● **WRITTEN EXERCISE**:
Gather every line of the entries below that contains the word "bowl", and copy each such line in full.

-- begin DATASET ROWS --

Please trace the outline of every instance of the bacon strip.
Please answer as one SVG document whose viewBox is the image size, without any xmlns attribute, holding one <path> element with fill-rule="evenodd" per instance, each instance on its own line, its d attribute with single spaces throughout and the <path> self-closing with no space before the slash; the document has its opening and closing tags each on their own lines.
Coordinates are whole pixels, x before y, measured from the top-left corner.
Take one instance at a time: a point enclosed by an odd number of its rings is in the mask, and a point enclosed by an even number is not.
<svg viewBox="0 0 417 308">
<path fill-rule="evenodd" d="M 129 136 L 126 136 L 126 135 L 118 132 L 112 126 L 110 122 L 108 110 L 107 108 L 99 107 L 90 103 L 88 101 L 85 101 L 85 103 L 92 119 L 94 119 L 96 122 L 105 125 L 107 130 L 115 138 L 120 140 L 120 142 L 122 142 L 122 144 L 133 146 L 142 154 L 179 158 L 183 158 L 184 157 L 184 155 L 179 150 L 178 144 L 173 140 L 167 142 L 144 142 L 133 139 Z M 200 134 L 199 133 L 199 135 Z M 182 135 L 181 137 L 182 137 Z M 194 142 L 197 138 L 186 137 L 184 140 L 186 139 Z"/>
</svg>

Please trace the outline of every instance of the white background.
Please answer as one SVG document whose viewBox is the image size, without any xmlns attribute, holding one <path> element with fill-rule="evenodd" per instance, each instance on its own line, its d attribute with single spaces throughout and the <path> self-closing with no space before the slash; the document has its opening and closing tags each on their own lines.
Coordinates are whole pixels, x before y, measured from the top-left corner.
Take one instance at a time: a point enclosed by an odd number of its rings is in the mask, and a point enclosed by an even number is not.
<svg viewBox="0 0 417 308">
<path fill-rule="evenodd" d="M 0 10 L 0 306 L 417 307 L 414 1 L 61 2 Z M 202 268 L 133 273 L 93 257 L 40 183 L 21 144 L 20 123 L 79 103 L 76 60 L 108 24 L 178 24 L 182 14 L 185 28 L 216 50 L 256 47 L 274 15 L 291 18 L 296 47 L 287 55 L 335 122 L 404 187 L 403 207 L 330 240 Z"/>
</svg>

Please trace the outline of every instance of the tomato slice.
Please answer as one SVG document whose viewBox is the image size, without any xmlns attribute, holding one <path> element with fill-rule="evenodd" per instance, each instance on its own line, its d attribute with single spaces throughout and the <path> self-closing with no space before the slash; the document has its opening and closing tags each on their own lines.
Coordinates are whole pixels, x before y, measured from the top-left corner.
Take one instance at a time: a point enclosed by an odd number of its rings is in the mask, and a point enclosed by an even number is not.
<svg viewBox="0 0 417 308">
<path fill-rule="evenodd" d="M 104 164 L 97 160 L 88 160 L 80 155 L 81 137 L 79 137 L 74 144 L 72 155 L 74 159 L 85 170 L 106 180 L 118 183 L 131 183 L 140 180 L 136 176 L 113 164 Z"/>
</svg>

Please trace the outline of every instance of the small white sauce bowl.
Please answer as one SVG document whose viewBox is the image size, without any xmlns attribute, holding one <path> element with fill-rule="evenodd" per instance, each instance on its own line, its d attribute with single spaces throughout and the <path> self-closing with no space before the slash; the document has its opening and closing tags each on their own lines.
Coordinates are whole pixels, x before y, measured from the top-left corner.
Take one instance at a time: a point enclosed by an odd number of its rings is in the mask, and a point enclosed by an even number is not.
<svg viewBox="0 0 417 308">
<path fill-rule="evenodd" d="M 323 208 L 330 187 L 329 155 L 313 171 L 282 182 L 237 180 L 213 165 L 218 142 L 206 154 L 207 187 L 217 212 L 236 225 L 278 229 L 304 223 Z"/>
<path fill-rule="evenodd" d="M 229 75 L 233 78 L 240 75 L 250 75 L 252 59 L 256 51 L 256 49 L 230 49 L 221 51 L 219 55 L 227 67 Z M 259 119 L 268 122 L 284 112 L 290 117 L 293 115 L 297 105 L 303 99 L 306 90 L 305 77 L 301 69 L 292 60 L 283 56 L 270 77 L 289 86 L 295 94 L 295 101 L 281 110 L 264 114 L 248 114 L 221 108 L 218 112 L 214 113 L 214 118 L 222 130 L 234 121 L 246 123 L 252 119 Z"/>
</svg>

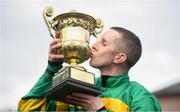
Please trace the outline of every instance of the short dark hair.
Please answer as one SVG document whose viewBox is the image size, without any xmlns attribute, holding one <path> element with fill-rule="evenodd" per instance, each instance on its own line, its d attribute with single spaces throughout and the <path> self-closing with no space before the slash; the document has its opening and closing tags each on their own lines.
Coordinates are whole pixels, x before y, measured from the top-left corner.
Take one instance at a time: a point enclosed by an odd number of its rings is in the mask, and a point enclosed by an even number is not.
<svg viewBox="0 0 180 112">
<path fill-rule="evenodd" d="M 111 27 L 111 29 L 122 34 L 122 39 L 125 42 L 124 52 L 127 55 L 125 64 L 131 68 L 137 63 L 142 54 L 142 46 L 139 37 L 122 27 Z"/>
</svg>

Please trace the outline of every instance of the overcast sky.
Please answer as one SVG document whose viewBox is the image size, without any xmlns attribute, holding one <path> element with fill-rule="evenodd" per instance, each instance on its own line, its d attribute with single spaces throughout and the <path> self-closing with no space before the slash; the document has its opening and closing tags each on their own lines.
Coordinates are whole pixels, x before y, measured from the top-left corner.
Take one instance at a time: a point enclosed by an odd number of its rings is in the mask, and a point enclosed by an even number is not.
<svg viewBox="0 0 180 112">
<path fill-rule="evenodd" d="M 54 8 L 54 16 L 75 9 L 101 18 L 104 31 L 120 26 L 137 34 L 143 54 L 129 76 L 148 90 L 180 81 L 179 0 L 1 0 L 0 110 L 15 109 L 46 68 L 52 40 L 42 16 L 46 6 Z M 91 44 L 95 41 L 92 36 Z M 88 62 L 83 66 L 100 74 Z"/>
</svg>

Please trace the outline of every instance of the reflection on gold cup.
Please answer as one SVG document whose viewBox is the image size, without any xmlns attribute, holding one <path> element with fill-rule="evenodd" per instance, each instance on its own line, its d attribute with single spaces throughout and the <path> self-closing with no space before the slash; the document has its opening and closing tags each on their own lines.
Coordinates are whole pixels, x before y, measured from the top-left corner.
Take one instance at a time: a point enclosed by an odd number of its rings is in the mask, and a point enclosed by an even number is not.
<svg viewBox="0 0 180 112">
<path fill-rule="evenodd" d="M 65 96 L 72 92 L 97 96 L 100 91 L 94 85 L 95 75 L 78 64 L 89 59 L 91 54 L 89 37 L 91 35 L 97 37 L 102 32 L 102 21 L 76 11 L 63 13 L 48 20 L 48 17 L 52 15 L 53 9 L 46 7 L 43 16 L 50 36 L 54 38 L 55 32 L 60 32 L 62 47 L 57 53 L 63 54 L 65 62 L 70 66 L 63 67 L 56 73 L 53 77 L 52 88 L 47 92 L 46 97 L 65 101 Z"/>
</svg>

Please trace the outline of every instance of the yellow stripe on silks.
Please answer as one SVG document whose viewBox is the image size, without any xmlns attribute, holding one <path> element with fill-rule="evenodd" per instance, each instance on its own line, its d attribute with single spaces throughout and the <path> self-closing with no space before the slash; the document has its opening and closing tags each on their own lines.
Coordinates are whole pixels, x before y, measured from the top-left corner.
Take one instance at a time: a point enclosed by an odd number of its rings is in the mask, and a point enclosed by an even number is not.
<svg viewBox="0 0 180 112">
<path fill-rule="evenodd" d="M 20 100 L 18 104 L 18 110 L 20 111 L 31 111 L 41 109 L 45 105 L 46 98 L 44 99 L 29 99 L 29 100 Z M 45 107 L 44 107 L 45 108 Z"/>
<path fill-rule="evenodd" d="M 105 108 L 114 112 L 129 112 L 130 108 L 122 100 L 116 98 L 101 98 Z"/>
<path fill-rule="evenodd" d="M 57 101 L 56 102 L 56 111 L 68 111 L 69 110 L 69 104 Z"/>
</svg>

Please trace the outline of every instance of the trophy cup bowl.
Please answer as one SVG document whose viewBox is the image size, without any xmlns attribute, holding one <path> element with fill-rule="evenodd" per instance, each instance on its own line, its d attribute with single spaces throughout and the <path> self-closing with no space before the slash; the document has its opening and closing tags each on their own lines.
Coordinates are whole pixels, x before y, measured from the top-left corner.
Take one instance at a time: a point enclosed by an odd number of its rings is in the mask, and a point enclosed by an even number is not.
<svg viewBox="0 0 180 112">
<path fill-rule="evenodd" d="M 95 75 L 87 72 L 78 64 L 88 60 L 91 55 L 89 37 L 98 36 L 102 32 L 103 23 L 92 16 L 70 11 L 60 14 L 49 20 L 53 15 L 53 9 L 46 7 L 43 17 L 48 27 L 50 36 L 54 38 L 55 32 L 60 32 L 62 47 L 58 54 L 65 56 L 64 62 L 69 64 L 61 68 L 53 77 L 52 87 L 45 97 L 66 102 L 66 95 L 73 92 L 81 92 L 97 96 L 101 91 L 95 86 Z"/>
</svg>

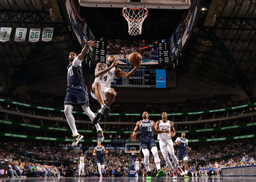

-- end DATASET ROWS --

● **RESULT OF THE EXERCISE**:
Please trace the outline of every instance of the small white sauce bowl.
Please trace the outline of every instance of the trophy cup bowl.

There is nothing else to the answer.